[start]

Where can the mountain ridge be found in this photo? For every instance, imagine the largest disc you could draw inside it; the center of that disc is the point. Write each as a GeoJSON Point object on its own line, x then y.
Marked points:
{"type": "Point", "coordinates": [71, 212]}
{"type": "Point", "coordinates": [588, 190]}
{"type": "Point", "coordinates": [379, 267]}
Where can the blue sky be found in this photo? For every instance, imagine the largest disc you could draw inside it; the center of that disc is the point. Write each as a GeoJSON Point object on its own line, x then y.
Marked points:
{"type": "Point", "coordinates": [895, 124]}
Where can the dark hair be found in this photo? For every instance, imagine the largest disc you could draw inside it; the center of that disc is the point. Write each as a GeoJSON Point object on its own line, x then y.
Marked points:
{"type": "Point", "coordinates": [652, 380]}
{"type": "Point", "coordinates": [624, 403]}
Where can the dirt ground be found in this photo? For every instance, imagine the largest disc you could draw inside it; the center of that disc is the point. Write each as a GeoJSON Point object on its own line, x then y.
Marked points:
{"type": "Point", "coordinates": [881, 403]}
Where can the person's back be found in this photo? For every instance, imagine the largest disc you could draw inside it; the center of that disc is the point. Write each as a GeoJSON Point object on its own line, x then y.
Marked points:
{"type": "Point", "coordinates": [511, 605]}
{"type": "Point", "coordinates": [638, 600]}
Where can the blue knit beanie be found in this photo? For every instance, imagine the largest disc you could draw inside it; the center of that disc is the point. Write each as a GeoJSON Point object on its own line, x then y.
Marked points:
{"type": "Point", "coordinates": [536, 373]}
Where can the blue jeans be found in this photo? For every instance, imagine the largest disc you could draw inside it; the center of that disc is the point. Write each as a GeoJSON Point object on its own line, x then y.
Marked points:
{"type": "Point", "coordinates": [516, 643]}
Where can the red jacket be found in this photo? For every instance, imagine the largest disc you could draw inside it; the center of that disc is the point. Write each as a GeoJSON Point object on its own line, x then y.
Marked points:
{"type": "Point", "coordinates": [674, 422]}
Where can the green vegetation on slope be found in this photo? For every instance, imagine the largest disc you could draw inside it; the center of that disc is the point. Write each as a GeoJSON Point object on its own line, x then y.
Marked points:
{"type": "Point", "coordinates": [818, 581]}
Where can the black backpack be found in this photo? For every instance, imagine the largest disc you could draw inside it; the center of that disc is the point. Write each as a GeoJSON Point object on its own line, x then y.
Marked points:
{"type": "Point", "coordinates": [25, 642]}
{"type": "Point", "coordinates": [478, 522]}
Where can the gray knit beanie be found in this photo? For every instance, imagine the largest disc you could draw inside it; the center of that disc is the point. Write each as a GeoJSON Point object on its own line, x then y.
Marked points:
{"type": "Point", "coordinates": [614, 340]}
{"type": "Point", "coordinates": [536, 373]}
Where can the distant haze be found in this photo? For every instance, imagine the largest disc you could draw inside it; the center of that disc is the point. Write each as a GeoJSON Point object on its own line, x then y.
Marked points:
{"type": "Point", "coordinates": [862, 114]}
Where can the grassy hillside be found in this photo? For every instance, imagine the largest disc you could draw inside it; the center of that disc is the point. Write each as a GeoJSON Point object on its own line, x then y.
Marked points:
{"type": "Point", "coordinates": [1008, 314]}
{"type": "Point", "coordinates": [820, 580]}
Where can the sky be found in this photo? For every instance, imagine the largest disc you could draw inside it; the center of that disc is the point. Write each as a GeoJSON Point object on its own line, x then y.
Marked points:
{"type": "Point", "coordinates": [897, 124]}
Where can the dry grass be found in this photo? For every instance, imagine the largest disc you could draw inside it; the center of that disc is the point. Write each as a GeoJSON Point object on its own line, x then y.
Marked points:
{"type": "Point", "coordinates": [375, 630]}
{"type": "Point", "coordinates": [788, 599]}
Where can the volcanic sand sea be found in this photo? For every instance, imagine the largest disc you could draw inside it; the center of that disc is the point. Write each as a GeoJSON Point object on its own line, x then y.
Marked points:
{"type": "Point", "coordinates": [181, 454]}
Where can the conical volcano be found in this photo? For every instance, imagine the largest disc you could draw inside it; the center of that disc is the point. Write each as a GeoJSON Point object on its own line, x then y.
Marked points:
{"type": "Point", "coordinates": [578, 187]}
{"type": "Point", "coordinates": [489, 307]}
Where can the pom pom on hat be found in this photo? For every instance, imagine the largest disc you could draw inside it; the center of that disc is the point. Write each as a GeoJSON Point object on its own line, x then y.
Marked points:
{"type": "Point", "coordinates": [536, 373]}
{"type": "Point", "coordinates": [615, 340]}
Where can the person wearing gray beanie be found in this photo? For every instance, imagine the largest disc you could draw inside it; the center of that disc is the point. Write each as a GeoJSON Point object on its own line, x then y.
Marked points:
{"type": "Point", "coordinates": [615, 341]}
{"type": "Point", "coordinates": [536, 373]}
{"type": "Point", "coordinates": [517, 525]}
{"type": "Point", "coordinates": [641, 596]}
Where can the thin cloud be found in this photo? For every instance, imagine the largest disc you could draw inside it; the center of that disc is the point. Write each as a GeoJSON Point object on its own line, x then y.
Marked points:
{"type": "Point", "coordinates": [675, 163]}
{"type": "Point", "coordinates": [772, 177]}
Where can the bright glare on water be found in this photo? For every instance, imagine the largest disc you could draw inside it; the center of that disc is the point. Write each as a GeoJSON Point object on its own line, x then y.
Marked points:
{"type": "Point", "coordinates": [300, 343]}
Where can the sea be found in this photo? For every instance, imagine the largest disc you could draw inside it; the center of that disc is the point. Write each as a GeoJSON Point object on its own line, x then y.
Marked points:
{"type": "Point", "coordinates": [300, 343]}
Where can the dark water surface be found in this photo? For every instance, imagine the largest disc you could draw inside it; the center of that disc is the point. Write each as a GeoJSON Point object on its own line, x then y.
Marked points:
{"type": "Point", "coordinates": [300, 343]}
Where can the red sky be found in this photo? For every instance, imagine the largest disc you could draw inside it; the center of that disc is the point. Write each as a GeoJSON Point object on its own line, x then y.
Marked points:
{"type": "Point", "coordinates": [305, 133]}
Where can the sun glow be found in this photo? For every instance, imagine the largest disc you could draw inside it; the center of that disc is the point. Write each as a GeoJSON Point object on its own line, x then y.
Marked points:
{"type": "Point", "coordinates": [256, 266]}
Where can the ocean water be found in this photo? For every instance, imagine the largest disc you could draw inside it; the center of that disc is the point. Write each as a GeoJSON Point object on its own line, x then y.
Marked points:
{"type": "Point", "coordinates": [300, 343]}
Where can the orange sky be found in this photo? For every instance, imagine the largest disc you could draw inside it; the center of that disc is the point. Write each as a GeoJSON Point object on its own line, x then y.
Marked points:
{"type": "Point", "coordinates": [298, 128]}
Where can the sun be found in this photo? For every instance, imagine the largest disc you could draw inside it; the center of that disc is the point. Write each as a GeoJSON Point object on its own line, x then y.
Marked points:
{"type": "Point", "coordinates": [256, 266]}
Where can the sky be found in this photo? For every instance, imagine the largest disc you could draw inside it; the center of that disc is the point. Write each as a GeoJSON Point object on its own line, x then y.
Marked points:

[end]

## Problem description
Rewrite the items from the line with "Where can the sun glow" through the end of the records, changing "Marked points" to "Chosen points" and keeping everything else the same.

## Exercise result
Where can the sun glow be found in this photo? For every instance, imagine the largest disc you could draw inside it; the center of that disc is the point. Write each as a GeoJSON Point object on its own line, x then y.
Chosen points:
{"type": "Point", "coordinates": [256, 266]}
Where can the ocean water be found in this photo? For every instance, imagine the largest disc you could draw inside it; the center of that disc is the point. Write each as a GeoJSON Point object on its own line, x then y.
Chosen points:
{"type": "Point", "coordinates": [300, 343]}
Where can the orange sky be found in this photo? For every instance, imagine the largest disc you could draw inside it; the center of that disc is the point. Write each as a GeoJSON Point object on its own line, x then y.
Chosen points:
{"type": "Point", "coordinates": [298, 128]}
Where can the sun be found in this photo? For every instance, imagine the largest disc you could draw inside it; the center of that disc is the point. Write each as a GeoJSON Point object on its own line, x then y.
Chosen points:
{"type": "Point", "coordinates": [256, 266]}
Where can the sky be found in this photo? For every instance, imagine the largest disc you could draw inside it; the center of that disc is the point. Write each as a GeoJSON Point object on its own line, x then y.
Chosen points:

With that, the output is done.